> **Document excerpt**:
= Beginning of Section =

CNN reached out multiple times to Finchem for comment but did not receive a response.

More than 27,000 Arizonans have died of Covid-19 since March 2020, according to the Arizona Department of Health Services. The state has the second most deaths per 100,000 people, with 373. Covid-19 has killed more than 900,000 people in the US, according to the Centers for Disease Control and Prevention, officially making the disease the most deadly outbreak in recent American history.

While Finchem peddled anti-vaccine conspiracies, he also wrote and shared multiple posts on Gab and Telegram in 2021 supporting the use of hydroxychloroquine, a drug once touted by Trump, to treat Covid as a “beneficial medication.”

The National Institutes of Health determined in November 2020 that use of the drug does not benefit adults hospitalized with the virus.

Finchem also criticized scientifically proven Covid-19 mitigation measures, calling mask-wearing “crap psudeosciene” (sic) and isolating a “disaster.” He questioned the efficacy of social distancing by sharing a May 2021 post on Gab from an account that said they “don’t social distance” but are still alive.

= End of Section =

> **Prompt 1**:
Reproduce a passage from the Finchem excerpt above word for word, starting at "More than 27,000" and ending at "recent American history.".
> **Prompt 2**:
Answer these questions using the Finchem excerpt above:
(a) According to the Arizona Department of Health Services, how many Arizonans have died of Covid-19 since March 2020?
(b) In what month and year did the National Institutes of Health determine that hydroxychloroquine does not benefit adults hospitalized with the virus?
(c) What word did Finchem use to describe isolating?

> **Records**:
= Beginning of Section =

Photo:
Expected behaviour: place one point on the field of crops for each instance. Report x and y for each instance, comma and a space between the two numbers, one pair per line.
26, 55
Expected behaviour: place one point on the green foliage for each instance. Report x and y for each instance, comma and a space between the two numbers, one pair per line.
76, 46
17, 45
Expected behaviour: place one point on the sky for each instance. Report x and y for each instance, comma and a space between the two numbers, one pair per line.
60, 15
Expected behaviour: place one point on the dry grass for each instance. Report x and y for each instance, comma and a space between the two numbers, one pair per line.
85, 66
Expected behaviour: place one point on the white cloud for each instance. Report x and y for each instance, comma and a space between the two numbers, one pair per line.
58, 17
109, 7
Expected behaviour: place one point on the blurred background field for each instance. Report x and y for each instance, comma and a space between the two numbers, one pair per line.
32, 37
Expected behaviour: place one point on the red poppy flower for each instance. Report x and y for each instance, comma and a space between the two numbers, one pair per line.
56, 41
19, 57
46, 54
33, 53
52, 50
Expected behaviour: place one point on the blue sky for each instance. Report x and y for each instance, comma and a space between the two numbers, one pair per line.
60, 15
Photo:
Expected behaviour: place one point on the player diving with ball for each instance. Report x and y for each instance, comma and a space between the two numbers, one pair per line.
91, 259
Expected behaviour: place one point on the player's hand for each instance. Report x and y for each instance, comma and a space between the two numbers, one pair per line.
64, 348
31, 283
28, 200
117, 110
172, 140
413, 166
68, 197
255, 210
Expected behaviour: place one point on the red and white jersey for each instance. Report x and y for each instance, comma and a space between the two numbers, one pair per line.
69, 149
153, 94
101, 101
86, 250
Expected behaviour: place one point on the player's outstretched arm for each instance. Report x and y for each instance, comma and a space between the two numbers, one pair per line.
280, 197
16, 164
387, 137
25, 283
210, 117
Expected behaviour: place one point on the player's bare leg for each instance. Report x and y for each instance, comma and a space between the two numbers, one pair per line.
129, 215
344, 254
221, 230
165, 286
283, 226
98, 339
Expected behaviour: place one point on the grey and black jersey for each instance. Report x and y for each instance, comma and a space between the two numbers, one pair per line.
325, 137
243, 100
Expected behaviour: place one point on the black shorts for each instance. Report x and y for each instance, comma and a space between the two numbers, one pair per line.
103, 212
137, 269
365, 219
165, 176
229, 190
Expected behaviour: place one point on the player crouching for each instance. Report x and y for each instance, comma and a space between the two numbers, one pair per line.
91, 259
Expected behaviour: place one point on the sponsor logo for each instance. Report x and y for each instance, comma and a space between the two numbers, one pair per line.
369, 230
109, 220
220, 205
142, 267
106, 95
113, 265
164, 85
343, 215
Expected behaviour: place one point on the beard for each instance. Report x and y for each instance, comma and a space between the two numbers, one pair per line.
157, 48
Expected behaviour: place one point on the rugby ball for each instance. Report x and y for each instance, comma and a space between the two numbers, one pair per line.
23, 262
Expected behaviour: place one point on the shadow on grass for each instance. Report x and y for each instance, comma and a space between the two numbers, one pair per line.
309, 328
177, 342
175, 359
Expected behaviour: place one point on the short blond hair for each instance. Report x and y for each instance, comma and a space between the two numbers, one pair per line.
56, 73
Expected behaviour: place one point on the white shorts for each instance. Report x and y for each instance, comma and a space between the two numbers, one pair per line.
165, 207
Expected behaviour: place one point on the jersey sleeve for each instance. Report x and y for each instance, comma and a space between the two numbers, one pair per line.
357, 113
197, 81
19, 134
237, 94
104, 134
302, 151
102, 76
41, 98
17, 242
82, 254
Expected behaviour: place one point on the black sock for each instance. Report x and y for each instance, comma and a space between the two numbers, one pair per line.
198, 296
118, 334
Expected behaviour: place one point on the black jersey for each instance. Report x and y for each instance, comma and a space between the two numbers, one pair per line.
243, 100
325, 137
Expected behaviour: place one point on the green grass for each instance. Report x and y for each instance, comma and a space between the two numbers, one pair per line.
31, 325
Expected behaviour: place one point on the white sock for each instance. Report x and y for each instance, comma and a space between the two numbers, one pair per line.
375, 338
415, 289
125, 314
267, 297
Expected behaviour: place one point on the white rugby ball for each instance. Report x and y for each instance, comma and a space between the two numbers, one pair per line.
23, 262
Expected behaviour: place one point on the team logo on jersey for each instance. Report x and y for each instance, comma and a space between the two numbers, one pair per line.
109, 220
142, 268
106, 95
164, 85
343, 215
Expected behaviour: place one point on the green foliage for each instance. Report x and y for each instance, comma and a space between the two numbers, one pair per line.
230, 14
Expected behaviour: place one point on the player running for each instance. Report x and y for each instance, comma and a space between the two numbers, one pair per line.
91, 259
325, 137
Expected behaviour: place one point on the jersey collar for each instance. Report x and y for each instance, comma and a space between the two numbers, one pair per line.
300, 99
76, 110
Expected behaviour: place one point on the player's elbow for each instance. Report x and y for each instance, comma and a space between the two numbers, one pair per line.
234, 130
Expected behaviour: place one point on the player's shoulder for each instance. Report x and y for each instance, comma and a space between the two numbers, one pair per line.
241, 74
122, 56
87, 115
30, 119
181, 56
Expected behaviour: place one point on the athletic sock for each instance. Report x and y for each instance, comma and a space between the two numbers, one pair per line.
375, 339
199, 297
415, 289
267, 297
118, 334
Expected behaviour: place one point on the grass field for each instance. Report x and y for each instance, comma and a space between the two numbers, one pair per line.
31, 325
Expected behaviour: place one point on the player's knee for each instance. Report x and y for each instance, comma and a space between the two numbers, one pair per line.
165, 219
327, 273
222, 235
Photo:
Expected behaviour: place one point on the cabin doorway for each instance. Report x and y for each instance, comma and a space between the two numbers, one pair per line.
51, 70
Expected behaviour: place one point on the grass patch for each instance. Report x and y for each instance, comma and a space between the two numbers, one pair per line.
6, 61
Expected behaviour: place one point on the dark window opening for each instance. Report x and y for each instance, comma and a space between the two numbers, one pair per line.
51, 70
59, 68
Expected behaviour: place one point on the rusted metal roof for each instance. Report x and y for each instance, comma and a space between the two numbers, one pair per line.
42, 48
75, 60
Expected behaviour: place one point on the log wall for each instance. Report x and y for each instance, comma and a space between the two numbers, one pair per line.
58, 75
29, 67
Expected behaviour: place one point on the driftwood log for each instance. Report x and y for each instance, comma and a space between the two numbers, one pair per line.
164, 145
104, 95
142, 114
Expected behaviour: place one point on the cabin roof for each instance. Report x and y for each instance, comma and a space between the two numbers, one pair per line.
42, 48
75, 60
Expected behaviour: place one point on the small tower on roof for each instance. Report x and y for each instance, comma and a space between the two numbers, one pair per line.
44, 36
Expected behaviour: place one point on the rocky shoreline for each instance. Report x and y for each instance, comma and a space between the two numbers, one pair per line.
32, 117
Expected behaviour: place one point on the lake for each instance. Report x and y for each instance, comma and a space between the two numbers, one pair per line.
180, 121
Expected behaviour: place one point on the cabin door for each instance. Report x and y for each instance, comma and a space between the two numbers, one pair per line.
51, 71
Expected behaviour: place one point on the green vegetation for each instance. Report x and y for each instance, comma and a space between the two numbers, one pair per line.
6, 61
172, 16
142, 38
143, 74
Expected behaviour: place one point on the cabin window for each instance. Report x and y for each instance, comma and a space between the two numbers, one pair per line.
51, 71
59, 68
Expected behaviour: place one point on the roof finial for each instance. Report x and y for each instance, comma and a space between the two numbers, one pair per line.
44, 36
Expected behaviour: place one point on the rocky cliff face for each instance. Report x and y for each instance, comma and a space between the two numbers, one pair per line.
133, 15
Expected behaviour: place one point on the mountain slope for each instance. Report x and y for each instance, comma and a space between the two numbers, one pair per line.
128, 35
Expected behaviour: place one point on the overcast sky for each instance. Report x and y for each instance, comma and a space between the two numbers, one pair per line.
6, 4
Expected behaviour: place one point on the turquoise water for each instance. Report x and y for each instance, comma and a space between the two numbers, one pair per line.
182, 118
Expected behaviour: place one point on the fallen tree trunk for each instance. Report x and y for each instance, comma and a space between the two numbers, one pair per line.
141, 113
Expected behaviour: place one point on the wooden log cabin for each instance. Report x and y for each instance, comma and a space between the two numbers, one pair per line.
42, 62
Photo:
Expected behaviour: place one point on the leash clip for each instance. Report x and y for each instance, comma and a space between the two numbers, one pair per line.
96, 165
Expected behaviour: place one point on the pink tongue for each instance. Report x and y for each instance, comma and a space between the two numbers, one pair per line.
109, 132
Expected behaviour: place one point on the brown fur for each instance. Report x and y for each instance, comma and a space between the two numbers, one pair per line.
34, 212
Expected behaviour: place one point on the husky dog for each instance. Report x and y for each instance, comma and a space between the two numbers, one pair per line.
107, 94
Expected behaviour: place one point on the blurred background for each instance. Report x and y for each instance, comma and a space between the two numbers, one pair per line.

= End of Section =

> **Output 1**:
More than 27,000 Arizonans have died of Covid-19 since March 2020, according to the Arizona Department of Health Services. The state has the second most deaths per 100,000 people, with 373. Covid-19 has killed more than 900,000 people in the US, according to the Centers for Disease Control and Prevention, officially making the disease the most deadly outbreak in recent American history.

> **Output 2**:
(a) More than 27,000
(b) November 2020
(c) "Disaster"